**How to complete this task:**
Spot each line in the data below containing "fence" and copy it.

**Natural language region descriptions:**
⟨

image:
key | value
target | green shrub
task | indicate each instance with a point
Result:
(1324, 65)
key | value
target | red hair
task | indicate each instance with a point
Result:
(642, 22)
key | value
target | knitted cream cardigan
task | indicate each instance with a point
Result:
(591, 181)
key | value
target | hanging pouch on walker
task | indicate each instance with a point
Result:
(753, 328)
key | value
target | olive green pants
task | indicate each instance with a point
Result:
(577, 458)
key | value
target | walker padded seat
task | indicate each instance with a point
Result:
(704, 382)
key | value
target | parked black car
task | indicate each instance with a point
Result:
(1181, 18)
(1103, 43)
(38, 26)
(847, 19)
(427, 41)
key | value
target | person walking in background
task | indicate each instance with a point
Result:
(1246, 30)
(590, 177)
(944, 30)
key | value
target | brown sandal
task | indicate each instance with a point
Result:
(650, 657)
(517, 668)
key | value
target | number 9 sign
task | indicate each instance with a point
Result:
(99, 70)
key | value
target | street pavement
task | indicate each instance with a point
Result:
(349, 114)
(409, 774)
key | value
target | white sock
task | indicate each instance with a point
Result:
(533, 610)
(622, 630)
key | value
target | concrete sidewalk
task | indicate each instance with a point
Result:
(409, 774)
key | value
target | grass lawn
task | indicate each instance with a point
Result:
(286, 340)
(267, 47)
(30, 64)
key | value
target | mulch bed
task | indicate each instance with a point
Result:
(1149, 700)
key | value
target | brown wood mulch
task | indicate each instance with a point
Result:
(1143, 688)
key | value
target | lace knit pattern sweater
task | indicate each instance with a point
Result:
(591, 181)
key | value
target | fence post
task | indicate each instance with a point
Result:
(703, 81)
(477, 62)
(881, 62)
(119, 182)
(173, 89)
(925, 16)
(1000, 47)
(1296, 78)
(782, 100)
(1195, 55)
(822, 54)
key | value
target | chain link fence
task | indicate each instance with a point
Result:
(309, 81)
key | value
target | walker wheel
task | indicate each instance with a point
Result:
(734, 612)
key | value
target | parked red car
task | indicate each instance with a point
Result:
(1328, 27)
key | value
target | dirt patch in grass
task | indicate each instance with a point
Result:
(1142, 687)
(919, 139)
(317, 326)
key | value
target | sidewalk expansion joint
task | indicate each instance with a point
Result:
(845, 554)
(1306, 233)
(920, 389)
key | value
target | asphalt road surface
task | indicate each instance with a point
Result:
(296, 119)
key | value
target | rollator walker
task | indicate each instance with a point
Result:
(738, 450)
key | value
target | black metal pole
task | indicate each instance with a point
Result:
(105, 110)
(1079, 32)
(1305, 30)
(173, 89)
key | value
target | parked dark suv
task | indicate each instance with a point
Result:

⟩

**Solved exercise:**
target | fence post
target | chain link fence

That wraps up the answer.